* Consigne 1:
Répondez à ces questions d'après l'extrait sur la redistribution des richesses en Belgique.
(a) À combien s'élevait le PIB de la Belgique en 2003 ?
(b) Quel bénéfice net Belgacom a-t-elle réalisé pour 2004 ?
(c) De quel pourcentage les profits distribués aux actionnaires ont-ils augmenté par rapport à l'année précédente ?
* Consigne 2: Recopiez à l'identique le passage de l'extrait sur la redistribution des richesses en Belgique qui s'ouvre sur les mots contenant "Le géant de" et se clôt sur "détriment des salariés.".

* Extrait du document:
►
Malgré un triplement du produit intérieur brut en près de 25 ans, la pauvreté et les inégalités sociales gagnent du terrain en Belgique. En cause : la prédominance d’un mode de redistribution des richesses privilégiant l’actionnaire, le facteur capital au détriment du monde du travail. Cette orientation se caractérise par une érosion du poids des salaires dans le Produit Intérieur Brut. Les actuelles orientations insistant sur le maintien de la position compétitive de la Belgique par rapport à ses voisins augurent d’un renforcement de cette dépréciation relative du travail caractérisée notamment par une chute constante du pouvoir d’achat. Et ceci alors que la productivité du travail est, en Belgique, une des plus élevées d’Europe sinon du monde.

Une redistribution inversée des richesses

Le (PIB) de la Belgique est passé de 89 milliards d’euros à 270 milliards d’euros de 1980 à 2003. Il a donc triplé de volume en vingt ans, grâce à la productivité croissante et à la bonne santé financière des entreprises. En 2004, des chiffres record ont été enregistrés par les sociétés du Bel 20. Leurs bénéfices pour l’année 2004 (12 milliards d’euros) dépassaient de 40% ceux de 2003 (8,3 milliards d’euros). Et près de 50 % de ceux-ci ont été redistribués aux actionnaires [1]. À titre d’exemple, le groupe bancaire Fortis, avec un bénéfice net de 3,358 milliards d’euros en 2004 (+ 53 % par rapport à 2003), a redistribué 2 milliards d’euros à ses actionnaires. En 2005, Fortis a engrangé 3,9 milliards d’euros de bénéfices nets. Pour 2004, Belgacom réalisait un bénéfice net de 922 millions d’euros (+ 636 % par rapport à 2003) et redistribuait aux actionnaires 698 millions d’euros. Toujours en 2004, les actionnaires de Suez, qui a absorbé Electrabel, se sont partagé la coquette somme de 816 millions d’euros de dividendes pour 1,804 milliard d’euros de bénéfices (soit un ratio dividende/bénéfice de près de 50 %). Pour l’année 2005, les bénéfices de cette même entreprise se chiffraient à 2,5 milliards d’euros, avec un résultat net par action de 2,39 euros contre 1,70 en 2004.
Le géant de l’acier européen, Arcelor, a dégagé en 2005 un bénéfice net record de 3,846 milliards d’euros et a proposé à ses actionnaires un dividende brut en hausse de 85%. De son côté, le pétrolier Total a dégagé un résultat net de 12 milliards d’euros et un tiers de cette montagne d’argent ira gonfler les comptes en banque des actionnaires.
Cette année, les profits distribués aux actionnaires par les plus grosses entreprises françaises, représenteront 31 milliards d’euros, soit près de deux millions d’années de travail d’un salarié médian français.
Soit dit en passant, ces profits spéculatifs sont en augmentation de 33 % par rapport à l’année dernière (contre 2,3 % pour les salaires). Ce fait est, à lui seul, révélateur de ce qu’un transfert des richesses s’est bien opéré au profit des actionnaires et au détriment des salariés.
◄
* Relevés d'annotation des contours:
►
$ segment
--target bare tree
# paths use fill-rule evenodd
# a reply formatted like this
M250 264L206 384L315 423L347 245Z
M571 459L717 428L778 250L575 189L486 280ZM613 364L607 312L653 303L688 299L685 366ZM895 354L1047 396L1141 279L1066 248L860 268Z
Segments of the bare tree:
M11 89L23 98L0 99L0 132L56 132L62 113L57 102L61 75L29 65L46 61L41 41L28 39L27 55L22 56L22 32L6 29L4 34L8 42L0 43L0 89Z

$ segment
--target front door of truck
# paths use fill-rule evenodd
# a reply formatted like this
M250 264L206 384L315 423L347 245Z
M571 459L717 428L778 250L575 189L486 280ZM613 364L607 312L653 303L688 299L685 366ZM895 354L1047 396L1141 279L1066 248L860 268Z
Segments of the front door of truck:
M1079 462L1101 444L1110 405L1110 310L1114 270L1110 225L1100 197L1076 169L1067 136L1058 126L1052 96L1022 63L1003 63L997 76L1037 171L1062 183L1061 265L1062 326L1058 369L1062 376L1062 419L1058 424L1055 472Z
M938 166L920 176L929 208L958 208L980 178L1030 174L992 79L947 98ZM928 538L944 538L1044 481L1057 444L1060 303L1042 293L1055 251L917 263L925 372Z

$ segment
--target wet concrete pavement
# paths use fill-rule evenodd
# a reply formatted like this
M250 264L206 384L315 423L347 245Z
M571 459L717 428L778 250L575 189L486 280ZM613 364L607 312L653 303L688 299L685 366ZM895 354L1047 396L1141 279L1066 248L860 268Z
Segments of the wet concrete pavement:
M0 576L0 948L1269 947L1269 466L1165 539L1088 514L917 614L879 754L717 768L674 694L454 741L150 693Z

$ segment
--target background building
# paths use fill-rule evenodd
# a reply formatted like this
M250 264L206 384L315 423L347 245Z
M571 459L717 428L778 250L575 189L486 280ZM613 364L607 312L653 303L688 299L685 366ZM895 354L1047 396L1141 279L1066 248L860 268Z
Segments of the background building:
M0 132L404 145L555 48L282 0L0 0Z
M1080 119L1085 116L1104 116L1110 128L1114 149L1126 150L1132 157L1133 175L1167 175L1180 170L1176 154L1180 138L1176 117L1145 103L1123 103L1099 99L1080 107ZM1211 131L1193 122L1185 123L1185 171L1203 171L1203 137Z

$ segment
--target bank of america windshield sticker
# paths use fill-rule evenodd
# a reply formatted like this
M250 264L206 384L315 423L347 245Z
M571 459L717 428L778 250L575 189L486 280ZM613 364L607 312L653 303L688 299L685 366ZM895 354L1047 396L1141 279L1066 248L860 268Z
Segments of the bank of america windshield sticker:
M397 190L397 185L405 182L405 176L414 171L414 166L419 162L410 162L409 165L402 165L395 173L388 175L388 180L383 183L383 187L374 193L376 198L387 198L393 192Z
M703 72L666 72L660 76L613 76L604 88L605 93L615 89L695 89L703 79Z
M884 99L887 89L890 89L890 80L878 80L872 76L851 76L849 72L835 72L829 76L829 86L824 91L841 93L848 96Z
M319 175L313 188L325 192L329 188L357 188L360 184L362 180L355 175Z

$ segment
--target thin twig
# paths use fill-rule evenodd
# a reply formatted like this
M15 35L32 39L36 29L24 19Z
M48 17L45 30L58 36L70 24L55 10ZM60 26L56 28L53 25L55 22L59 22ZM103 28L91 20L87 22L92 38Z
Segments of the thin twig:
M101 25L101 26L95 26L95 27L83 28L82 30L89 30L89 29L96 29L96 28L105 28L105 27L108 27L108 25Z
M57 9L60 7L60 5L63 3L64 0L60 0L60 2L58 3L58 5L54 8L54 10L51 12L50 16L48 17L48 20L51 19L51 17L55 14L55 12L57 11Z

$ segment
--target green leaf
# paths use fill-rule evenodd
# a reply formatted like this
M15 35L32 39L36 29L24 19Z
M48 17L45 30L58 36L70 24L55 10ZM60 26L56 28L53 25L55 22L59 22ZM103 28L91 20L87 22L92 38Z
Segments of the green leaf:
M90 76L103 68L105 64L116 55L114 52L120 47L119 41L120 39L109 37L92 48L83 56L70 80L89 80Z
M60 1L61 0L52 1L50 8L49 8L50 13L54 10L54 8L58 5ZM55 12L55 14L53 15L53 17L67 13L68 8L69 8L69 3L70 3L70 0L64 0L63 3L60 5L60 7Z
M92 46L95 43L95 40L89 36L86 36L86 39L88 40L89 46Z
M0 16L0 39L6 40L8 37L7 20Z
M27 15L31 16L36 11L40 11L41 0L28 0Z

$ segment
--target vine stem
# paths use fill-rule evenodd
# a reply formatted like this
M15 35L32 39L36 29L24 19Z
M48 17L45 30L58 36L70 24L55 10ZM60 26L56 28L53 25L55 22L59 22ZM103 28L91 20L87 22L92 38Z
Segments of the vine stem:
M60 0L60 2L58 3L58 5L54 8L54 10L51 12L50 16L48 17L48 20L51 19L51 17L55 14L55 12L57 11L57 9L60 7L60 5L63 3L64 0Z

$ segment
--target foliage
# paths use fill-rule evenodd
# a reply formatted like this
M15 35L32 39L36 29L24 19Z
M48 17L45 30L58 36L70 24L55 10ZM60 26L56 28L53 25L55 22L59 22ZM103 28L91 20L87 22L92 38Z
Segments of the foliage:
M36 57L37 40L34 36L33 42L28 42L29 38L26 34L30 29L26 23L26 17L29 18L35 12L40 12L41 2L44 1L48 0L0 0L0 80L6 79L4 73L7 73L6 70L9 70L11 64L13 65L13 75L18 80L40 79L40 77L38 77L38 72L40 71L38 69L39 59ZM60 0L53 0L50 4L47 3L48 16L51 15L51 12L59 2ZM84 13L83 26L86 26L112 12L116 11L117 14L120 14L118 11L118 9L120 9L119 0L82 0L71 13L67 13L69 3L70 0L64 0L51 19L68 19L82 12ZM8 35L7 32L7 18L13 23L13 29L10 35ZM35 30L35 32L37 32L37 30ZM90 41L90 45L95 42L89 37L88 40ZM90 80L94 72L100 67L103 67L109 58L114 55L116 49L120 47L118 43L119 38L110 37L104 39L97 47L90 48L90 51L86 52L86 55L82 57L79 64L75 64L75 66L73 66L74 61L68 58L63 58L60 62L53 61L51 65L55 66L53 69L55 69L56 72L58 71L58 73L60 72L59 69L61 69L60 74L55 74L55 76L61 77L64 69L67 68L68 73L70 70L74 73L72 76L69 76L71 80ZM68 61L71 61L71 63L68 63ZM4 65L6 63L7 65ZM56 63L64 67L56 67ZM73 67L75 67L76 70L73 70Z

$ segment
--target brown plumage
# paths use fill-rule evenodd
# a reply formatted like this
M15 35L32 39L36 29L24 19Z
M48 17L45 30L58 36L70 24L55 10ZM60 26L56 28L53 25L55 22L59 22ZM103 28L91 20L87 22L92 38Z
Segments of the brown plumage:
◄
* Corrigé détaillé 1:
(a) 270 milliards d'euros.
(b) 922 millions d'euros.
(c) 33 %.

* Corrigé détaillé 2:
Le géant de l’acier européen, Arcelor, a dégagé en 2005 un bénéfice net record de 3,846 milliards d’euros et a proposé à ses actionnaires un dividende brut en hausse de 85%. De son côté, le pétrolier Total a dégagé un résultat net de 12 milliards d’euros et un tiers de cette montagne d’argent ira gonfler les comptes en banque des actionnaires.
Cette année, les profits distribués aux actionnaires par les plus grosses entreprises françaises, représenteront 31 milliards d’euros, soit près de deux millions d’années de travail d’un salarié médian français.
Soit dit en passant, ces profits spéculatifs sont en augmentation de 33 % par rapport à l’année dernière (contre 2,3 % pour les salaires). Ce fait est, à lui seul, révélateur de ce qu’un transfert des richesses s’est bien opéré au profit des actionnaires et au détriment des salariés.